Texte fourni:
+ + +

20Dracula. Du vivant de Vlad l’Empaleur surnommé Dracul, qui régna en Munténie de 1456 à 1462, puis en 1476, naquirent des légendes. Les traditions d’Europe orientale et sud-orientale le présentent avec une certaine sympathie critique alors que celles d’Europe occidentale en disent du mal. La tradition orale roumaine conserve la trace de ces deux opinions. Vlad y apparaît comme l’irréductible adversaire des envahisseurs turcs et des autochtones paresseux et félons. Il fit empaler les brigands, les menteurs et les hypocrites. On dit même qu’il invita un jour à un banquet tous les mendiants et fainéants du pays, mais quand ils se furent bien rassasiés, il les enferma et bouta le feu à la maison.

+ + +

Entrées fournies:
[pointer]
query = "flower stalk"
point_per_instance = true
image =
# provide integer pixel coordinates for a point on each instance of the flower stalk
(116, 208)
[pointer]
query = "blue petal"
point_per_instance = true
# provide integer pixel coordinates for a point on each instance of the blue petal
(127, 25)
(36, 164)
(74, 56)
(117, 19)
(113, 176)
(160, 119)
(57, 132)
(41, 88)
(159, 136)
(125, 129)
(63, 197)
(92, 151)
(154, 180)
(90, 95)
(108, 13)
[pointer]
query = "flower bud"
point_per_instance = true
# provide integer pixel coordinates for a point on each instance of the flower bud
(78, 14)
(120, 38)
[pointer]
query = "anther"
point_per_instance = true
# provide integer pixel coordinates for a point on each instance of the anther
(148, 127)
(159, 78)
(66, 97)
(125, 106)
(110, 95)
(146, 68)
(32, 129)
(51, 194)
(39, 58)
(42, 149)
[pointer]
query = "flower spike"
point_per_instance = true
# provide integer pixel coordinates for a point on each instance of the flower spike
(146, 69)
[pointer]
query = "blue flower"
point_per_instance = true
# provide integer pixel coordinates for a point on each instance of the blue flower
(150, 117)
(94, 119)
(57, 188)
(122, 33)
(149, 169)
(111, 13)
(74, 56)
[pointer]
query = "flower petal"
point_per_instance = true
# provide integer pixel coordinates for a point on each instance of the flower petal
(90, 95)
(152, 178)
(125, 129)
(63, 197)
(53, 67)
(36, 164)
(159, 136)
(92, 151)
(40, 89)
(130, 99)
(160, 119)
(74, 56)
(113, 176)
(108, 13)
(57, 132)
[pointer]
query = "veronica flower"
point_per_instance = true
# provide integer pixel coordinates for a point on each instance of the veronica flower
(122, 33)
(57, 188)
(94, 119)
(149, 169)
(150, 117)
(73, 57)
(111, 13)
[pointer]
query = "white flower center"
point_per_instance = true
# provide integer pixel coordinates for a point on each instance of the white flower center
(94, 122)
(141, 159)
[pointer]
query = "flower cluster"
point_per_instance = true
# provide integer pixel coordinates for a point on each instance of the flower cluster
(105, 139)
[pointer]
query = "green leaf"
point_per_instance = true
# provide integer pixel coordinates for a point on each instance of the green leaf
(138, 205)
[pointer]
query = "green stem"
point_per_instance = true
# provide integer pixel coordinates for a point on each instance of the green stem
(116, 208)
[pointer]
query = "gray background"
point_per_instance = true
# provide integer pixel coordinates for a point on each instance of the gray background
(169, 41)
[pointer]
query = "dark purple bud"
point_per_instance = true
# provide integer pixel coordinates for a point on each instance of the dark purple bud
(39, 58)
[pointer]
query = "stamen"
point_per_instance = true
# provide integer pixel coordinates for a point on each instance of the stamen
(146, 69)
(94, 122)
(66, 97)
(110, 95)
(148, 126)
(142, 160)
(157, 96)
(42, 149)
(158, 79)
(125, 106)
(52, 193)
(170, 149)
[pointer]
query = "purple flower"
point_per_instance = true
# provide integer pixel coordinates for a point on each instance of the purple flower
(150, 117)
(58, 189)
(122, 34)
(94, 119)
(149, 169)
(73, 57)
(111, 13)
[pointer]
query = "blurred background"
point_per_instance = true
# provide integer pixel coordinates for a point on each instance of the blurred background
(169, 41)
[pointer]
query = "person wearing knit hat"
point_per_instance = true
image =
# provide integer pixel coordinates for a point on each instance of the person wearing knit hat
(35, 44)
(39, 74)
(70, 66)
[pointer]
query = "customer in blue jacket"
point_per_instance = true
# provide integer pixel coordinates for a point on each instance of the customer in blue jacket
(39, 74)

+ + +

Consigne: Condensez sous forme de liste le paragraphe du texte sur Dracula qui débute par « Du vivant de Vlad l’Empaleur », sans perdre ses faits principaux.

Réponse:
- Vlad l’Empaleur, surnommé Dracul, régna en Munténie de 1456 à 1462, puis en 1476 ; des légendes naquirent de son vivant.
- Les traditions d’Europe orientale et sud-orientale le présentent avec une certaine sympathie critique, celles d’Europe occidentale en disent du mal.
- La tradition orale roumaine conserve ces deux opinions : Vlad y est l’irréductible adversaire des envahisseurs turcs et des autochtones paresseux et félons.
- Il fit empaler les brigands, les menteurs et les hypocrites.
- On raconte qu’il invita à un banquet tous les mendiants et fainéants du pays, puis, une fois ceux-ci rassasiés, les enferma et mit le feu à la maison.